◆ WHAT IS EXPECTED ◆
Convert the material into a JSON list of strings, one string per line with blank lines omitted, starting with the line containing "armchair cushion -> outlines" and going on through the end of the material.

Labeled contour entries

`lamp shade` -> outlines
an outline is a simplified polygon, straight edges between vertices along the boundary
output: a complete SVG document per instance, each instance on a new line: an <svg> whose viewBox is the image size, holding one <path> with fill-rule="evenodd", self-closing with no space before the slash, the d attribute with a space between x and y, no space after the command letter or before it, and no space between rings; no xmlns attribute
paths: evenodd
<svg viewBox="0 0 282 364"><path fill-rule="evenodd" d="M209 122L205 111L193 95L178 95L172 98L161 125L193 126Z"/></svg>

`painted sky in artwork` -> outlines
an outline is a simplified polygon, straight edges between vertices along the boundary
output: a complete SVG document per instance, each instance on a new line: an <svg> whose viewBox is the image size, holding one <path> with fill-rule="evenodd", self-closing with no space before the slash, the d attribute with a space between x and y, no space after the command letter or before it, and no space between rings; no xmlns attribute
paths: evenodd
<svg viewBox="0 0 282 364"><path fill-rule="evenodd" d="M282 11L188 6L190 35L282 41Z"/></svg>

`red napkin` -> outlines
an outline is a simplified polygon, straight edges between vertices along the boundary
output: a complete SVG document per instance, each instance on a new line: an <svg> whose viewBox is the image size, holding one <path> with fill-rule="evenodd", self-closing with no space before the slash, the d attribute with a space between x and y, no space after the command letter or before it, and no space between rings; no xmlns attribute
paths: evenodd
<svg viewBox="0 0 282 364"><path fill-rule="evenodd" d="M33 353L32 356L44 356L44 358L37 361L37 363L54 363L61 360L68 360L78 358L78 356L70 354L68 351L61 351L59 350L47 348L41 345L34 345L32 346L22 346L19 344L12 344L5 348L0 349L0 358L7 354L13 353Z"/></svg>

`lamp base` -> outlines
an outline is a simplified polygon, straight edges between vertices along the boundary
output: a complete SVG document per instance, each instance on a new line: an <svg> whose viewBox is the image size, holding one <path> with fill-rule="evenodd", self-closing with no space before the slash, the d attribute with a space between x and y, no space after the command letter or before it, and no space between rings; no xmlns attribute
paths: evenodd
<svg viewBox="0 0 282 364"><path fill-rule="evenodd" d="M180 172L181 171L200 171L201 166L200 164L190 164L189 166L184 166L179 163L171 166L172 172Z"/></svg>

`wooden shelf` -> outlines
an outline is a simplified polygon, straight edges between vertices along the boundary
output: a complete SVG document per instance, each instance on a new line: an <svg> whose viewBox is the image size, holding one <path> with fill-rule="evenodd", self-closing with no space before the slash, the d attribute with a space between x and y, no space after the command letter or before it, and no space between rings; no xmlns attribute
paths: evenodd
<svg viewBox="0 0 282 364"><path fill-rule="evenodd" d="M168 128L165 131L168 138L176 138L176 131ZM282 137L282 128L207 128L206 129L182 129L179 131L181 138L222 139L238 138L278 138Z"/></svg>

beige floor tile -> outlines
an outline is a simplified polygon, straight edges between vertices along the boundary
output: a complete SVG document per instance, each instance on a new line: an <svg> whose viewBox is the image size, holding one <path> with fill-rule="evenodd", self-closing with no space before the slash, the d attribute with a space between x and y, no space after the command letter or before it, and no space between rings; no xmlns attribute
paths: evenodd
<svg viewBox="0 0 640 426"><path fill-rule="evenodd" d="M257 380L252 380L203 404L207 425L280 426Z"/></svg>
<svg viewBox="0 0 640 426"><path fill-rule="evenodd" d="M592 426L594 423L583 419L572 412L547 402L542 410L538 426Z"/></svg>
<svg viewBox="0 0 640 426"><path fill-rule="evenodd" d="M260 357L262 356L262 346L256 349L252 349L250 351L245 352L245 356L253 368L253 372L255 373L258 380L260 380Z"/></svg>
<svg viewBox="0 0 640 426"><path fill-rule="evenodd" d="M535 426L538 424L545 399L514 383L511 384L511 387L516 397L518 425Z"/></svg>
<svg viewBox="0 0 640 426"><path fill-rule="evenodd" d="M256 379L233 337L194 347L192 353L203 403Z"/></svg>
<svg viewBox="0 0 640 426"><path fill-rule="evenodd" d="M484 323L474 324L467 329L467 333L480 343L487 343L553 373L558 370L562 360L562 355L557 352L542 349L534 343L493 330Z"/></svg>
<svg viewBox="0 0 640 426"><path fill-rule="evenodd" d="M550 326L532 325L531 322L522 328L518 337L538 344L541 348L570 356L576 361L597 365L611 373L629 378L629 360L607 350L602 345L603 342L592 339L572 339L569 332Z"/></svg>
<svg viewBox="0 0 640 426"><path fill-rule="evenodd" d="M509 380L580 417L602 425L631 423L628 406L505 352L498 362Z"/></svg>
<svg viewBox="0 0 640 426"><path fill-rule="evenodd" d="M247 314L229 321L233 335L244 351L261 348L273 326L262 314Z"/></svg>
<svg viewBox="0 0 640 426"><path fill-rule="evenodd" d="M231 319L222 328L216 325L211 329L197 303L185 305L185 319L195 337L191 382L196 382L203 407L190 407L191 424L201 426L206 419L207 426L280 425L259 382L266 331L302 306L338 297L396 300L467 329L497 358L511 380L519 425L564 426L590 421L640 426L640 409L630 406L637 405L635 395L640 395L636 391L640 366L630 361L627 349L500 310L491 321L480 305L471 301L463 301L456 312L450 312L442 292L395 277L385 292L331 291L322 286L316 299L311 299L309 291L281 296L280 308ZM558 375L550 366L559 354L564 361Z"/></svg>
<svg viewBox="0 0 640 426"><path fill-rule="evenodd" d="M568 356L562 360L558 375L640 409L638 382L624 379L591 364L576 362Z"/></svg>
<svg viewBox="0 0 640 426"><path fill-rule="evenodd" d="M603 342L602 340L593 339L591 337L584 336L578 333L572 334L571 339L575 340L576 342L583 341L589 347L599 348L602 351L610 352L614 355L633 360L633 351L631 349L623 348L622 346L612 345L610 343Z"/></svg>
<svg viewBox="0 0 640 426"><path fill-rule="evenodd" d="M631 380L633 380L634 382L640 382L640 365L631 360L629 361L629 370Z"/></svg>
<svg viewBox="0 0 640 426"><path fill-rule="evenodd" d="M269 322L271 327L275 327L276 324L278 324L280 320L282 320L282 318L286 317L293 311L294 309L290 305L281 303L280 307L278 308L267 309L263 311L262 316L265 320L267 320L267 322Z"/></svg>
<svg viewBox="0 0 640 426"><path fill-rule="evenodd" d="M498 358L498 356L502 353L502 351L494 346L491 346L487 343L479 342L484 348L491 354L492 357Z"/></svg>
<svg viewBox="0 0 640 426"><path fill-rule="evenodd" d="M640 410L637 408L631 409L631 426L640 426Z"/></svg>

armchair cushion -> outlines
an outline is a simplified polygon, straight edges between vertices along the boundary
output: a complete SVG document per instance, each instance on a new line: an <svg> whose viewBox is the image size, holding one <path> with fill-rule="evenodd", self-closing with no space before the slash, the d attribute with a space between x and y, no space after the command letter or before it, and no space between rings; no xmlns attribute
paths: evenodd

◆ RESULT ◆
[
  "armchair cushion -> outlines",
  "an outline is a simplified polygon, straight edges between vertices along the boundary",
  "output: a complete SVG document per instance, each instance on a new line: an <svg> whose viewBox is the image size, holding one <path> with fill-rule=\"evenodd\", self-closing with no space before the slash, the d attribute with a space between x and y, no space after the command letter or before it, and no space between rings; no xmlns attribute",
  "paths: evenodd"
]